- [What to work on] Copy the stretch of the text on China's capital and technology controls from "Technology Export Licensing Expands" through "November 29, 2020).", switching every "MOFCOM" to "Ministry of Commerce".

More consequential than the calibrated tightening of legal quotas is the closure of one of the principal informal routes that had absorbed unsanctioned outflows. Beijing has now fully prohibited the cryptocurrency leg of the underground-banking architecture, eliminating what was once a legal gray area through which large volumes of unsanctioned capital had moved. Previously, a Chinese resident looking to send money outside the PRC typically would transfer renminbi (RMB) domestically to an “underground banker” (地下钱庄) who would arrange, through cooperating offshore networks holding stablecoins or other digital assets, the corresponding payment in U.S. dollars or another foreign currency to a designated overseas account, thus circumventing the foreign-exchange quota (TRM Labs, February 12, 2024). A 2021 prohibition on cryptocurrency trading and mining got rid of domestic exchanges and miners but left the underground-banking and offshore-stablecoin architecture largely operational, as two recent U.S. government reports have separately documented in the case of cooperation with Mexican drug-trafficking organizations (SAFE, September 24, 2021; U.S. Department of State, March 2025; Government Accountability Office, December 2025).
In response, the People’s Bank of China (PBOC), together with seven other ministries and regulators including NDRC, MOFCOM, and SAFE, on February 6 issued the Notice on Further Preventing and Handling Risks Related to Virtual Currencies (关于进一步防范和处置虚拟货币相关风险的通知) (PBOC, February 6). The notice extends prohibitions in three directions. First, it prohibits the tokenization of real-world asset. Second, it bars any domestic or foreign entity—including overseas branches of domestic firms—from issuing offshore stablecoins pegged to the RMB without regulatory authorization. Third, it asserts extraterritorial application against foreign entities providing virtual currency-related services to PRC residents (Han Kun Law Offices, February 10; Beijing DHH Law Firm, March 20). Enforcement of the measure is helped by the centrally-controlled and fully traceable digital RMB, which started to bear interest on January 1 (People’s Daily, January 1). Sanctioned outbound channels remain regulated and quota-limited, while previous gray-zone channels have formally been prohibited, even if enforcement against underlying peer-to-peer flows remains a separate question.
Technology Export Licensing Expands Around Frontier Sectors
The Catalogue of Technologies Prohibited or Restricted from Export (禁止出口限制出口技术目录), maintained jointly by MOFCOM and the Ministry of Science and Technology (MOST), is the central instrument governing outbound technology flow under the 2020 Export Control Law (出口管制法) and the Regulations on the Administration of Import and Export of Technologies (技术进出口管理条例). Items on the prohibited list cannot leave the PRC under any circumstances; items on the restricted list require a Letter of Intent on Technology Export Licensing from MOFCOM affiliates at the provincial level before negotiations and a separate export license before transfer (National Database of Laws and Regulations, November 29, 2020).
The catalogue was last comprehensively revised in late 2023 (MOFCOM, December 21, 2023). The single new prohibited item was human cell cloning and gene-editing technology; the three new restricted items were crop heterosis utilization technology, bulk material loading and unloading transportation technology, and LiDAR systems above defined thresholds. A further set of modifications, concerning lithium-extraction and gallium-extraction technologies, was issued on July 15, 2025 (MOFCOM, July 15, 2025). Three months later, MOFCOM announced a separate and more consequential set of measures on rare earth-related items and technologies, asserting extraterritorial jurisdiction over PRC-origin rare earth content above a 0.1 percent value threshold (MOFCOM, October 9, 2025). Separately, on July 31, 2023, MOFCOM and the General Administration of Customs imposed export controls on selected unmanned aerial vehicle (UAV) engines, payloads, and counter-UAV systems, including a two-year temporary control on certain consumer-grade UAVs (MOFCOM, July 31, 2023).

- [Given material]
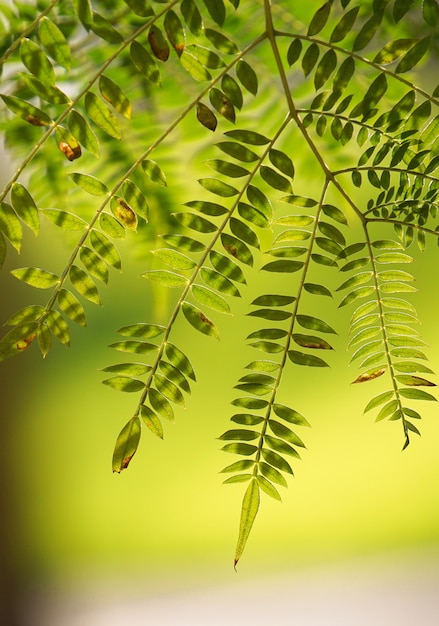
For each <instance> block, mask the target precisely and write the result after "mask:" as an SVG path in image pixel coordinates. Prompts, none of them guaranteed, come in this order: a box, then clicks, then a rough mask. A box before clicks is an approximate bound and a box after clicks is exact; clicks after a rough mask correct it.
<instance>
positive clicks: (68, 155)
mask: <svg viewBox="0 0 439 626" xmlns="http://www.w3.org/2000/svg"><path fill="white" fill-rule="evenodd" d="M58 147H59V149H60V150H61V152H62V153H63V154H65V155H66V157H67V158H68V160H69V161H74V160H75V159H79V157H80V156H81V154H82V151H81V146H80V145H79V144H77V145H76V146H71V145H70V144H68V143H67V142H66V141H61V142H60V143H59V146H58Z"/></svg>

- [Task result]
Technology Export Licensing Expands Around Frontier Sectors
The Catalogue of Technologies Prohibited or Restricted from Export (禁止出口限制出口技术目录), maintained jointly by Ministry of Commerce and the Ministry of Science and Technology (MOST), is the central instrument governing outbound technology flow under the 2020 Export Control Law (出口管制法) and the Regulations on the Administration of Import and Export of Technologies (技术进出口管理条例). Items on the prohibited list cannot leave the PRC under any circumstances; items on the restricted list require a Letter of Intent on Technology Export Licensing from Ministry of Commerce affiliates at the provincial level before negotiations and a separate export license before transfer (National Database of Laws and Regulations, November 29, 2020).